=== Exercise aim ===
Copy the stretch of the records from the line containing "silver laptop for player-tracking calibration." through the line containing "[0,207,545,249]", swapping "broadcast still" for "broadcast frame" throughout and leaving everything else unchanged.

=== Extracted records ===
----------

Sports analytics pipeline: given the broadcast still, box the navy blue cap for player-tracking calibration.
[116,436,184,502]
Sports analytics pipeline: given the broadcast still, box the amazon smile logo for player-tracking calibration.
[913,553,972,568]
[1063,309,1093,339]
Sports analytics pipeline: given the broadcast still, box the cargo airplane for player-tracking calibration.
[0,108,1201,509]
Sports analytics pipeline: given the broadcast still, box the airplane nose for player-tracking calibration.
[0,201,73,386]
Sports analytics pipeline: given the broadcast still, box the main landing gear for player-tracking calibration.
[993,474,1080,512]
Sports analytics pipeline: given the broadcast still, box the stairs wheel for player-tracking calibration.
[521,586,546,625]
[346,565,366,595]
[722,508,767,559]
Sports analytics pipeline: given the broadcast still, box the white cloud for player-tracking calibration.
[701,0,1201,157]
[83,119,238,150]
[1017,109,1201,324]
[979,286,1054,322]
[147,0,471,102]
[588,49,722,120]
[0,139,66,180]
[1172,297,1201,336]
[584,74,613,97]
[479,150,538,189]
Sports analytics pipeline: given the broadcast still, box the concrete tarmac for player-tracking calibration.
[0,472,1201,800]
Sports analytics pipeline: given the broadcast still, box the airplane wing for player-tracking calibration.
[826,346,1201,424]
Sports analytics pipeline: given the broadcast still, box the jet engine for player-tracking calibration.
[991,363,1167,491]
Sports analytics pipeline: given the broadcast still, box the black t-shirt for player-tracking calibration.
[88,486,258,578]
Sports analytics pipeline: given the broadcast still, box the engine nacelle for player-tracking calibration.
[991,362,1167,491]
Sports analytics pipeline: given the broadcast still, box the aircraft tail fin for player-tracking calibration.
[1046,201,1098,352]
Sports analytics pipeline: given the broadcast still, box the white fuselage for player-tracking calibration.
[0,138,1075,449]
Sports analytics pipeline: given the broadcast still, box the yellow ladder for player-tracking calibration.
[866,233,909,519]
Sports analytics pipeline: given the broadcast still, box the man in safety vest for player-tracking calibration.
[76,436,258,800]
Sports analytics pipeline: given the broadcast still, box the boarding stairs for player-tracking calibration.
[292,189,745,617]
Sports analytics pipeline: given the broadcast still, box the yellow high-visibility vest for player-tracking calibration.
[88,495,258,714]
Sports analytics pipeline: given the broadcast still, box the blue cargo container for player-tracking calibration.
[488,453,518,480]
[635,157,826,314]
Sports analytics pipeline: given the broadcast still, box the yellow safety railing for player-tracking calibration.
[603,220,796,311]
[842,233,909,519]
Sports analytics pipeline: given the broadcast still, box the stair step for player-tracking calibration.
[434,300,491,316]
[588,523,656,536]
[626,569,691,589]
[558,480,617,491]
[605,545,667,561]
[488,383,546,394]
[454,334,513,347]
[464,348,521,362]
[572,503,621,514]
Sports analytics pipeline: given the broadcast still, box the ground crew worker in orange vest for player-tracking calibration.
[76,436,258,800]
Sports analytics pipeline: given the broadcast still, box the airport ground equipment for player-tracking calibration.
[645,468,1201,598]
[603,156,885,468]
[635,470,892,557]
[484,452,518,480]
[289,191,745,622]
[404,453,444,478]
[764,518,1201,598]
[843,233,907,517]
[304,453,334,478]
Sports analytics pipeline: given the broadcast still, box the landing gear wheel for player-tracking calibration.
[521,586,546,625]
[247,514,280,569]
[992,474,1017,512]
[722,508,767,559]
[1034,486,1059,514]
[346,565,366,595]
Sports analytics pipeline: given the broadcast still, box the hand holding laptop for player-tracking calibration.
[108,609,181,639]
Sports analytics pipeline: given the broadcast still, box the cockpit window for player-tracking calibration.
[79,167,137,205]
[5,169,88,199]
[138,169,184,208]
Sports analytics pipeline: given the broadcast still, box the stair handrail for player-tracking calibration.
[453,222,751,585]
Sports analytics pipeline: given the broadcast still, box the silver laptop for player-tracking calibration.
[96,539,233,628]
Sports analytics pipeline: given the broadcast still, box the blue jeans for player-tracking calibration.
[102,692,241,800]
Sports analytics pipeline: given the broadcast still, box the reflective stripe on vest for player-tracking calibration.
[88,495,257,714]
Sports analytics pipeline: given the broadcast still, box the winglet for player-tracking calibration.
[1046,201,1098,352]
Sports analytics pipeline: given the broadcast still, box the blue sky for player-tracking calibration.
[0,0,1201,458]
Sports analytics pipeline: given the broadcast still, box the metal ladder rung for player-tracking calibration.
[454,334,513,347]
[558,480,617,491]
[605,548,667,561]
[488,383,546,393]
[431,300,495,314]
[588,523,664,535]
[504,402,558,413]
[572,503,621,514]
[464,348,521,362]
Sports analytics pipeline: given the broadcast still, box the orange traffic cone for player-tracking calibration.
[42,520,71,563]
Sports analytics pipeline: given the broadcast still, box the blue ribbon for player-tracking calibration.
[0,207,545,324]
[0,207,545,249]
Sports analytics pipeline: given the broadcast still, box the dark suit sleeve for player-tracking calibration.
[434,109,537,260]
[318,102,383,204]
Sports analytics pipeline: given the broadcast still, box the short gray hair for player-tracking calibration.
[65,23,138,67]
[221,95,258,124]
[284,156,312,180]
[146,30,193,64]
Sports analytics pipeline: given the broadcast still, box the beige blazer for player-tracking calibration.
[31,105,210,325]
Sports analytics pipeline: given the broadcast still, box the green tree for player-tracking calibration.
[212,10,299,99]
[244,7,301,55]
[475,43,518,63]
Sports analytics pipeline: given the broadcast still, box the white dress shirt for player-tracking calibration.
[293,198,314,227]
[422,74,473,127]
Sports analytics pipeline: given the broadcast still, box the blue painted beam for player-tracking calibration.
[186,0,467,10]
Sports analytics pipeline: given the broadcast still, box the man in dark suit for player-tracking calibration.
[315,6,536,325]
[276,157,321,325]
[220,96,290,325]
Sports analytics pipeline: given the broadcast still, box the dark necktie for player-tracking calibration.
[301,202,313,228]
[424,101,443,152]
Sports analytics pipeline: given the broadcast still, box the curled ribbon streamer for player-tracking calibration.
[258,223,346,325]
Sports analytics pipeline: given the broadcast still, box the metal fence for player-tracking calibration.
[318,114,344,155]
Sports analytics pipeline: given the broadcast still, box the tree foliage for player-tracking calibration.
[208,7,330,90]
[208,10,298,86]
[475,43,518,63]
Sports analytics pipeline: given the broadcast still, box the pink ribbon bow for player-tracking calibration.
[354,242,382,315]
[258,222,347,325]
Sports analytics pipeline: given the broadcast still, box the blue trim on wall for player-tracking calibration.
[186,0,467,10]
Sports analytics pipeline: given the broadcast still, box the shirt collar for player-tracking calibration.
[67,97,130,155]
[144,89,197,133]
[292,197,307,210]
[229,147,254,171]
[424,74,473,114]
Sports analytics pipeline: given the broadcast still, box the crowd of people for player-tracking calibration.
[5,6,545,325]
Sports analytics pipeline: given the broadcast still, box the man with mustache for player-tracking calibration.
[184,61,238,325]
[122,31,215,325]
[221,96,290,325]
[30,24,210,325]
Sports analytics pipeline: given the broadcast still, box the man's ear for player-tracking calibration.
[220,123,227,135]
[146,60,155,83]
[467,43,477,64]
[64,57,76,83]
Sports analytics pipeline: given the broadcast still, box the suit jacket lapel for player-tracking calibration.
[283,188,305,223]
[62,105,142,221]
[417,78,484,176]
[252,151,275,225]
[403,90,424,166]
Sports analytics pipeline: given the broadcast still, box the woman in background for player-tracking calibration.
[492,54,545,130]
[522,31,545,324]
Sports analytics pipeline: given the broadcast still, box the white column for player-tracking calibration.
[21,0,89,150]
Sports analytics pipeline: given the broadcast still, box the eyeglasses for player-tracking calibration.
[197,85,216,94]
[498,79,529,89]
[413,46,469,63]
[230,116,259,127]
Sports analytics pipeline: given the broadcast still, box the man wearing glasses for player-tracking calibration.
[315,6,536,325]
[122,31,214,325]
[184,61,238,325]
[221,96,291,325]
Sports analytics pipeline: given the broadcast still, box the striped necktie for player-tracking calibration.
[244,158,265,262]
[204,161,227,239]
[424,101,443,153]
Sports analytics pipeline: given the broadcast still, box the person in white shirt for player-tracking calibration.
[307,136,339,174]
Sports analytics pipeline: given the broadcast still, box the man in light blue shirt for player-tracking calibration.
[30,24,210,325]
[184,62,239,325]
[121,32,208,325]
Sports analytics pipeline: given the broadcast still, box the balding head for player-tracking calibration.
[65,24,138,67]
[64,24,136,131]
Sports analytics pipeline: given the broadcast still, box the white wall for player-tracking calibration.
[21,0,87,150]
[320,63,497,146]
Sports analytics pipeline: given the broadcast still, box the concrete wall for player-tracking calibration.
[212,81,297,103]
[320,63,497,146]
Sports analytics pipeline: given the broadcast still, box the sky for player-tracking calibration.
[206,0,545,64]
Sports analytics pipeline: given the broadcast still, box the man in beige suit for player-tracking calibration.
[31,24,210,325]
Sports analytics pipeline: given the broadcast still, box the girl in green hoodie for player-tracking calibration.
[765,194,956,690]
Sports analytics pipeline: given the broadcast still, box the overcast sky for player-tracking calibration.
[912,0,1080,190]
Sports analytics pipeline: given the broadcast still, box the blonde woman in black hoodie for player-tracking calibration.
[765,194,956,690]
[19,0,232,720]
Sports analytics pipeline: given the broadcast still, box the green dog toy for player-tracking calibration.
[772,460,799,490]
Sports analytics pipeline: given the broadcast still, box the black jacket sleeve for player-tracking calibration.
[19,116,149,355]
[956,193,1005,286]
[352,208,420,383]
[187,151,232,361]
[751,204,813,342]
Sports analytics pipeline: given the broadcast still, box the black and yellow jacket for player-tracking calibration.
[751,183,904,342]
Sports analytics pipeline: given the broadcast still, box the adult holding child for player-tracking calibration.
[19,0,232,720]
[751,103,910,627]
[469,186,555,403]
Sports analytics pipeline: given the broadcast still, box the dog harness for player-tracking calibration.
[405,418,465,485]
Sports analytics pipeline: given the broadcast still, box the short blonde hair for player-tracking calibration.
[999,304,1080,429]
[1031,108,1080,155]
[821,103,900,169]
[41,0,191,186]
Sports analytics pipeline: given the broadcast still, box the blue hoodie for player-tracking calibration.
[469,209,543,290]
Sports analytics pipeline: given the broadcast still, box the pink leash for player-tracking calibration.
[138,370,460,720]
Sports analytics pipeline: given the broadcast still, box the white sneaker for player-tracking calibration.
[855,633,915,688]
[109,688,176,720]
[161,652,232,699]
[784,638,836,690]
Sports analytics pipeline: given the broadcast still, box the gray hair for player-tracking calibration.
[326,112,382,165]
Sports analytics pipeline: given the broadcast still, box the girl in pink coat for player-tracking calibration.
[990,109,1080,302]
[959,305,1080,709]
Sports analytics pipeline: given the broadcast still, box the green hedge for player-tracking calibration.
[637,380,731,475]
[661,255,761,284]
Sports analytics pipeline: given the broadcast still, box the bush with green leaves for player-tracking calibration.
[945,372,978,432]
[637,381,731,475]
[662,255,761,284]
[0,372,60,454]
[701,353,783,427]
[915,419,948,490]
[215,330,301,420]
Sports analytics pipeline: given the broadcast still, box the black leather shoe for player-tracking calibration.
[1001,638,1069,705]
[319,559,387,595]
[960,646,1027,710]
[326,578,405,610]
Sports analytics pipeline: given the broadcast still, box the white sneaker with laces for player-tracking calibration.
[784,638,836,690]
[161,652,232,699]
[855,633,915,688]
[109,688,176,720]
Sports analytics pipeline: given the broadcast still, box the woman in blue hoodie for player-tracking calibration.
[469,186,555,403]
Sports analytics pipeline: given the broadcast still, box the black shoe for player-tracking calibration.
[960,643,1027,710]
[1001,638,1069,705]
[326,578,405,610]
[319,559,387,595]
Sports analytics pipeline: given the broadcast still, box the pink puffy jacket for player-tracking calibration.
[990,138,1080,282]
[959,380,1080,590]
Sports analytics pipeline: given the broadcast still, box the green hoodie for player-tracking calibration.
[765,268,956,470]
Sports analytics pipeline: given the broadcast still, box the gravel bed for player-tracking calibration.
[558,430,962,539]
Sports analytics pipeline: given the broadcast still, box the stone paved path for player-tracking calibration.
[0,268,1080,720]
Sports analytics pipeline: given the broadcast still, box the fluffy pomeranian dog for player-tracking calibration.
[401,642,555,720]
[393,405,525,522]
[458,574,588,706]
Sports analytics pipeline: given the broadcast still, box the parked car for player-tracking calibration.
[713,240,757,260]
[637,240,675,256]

----------

=== Correct response ===
Sports analytics pipeline: given the broadcast frame, box the silver laptop for player-tracking calibration.
[96,539,233,628]
Sports analytics pipeline: given the broadcast frame, box the blue jeans for player-tracking calibration.
[102,692,241,800]
Sports analytics pipeline: given the broadcast frame, box the reflective stripe on vest for player-tracking calibration.
[88,495,257,714]
Sports analytics pipeline: given the broadcast frame, box the winglet for player-tracking calibration.
[1046,201,1098,352]
Sports analytics pipeline: given the broadcast frame, box the blue sky for player-tracking calibration.
[0,0,1201,458]
Sports analytics pipeline: given the broadcast frame, box the metal ladder rung for player-tracking calibration.
[454,334,513,347]
[558,480,617,491]
[605,548,667,561]
[488,383,546,393]
[431,300,495,314]
[588,523,664,535]
[504,402,558,413]
[572,503,621,514]
[464,348,521,362]
Sports analytics pipeline: given the broadcast frame, box the orange traffic cone for player-tracking calibration.
[42,520,71,563]
Sports analytics pipeline: given the broadcast frame, box the blue ribbon for player-tracking calibration.
[0,207,545,324]
[0,207,545,249]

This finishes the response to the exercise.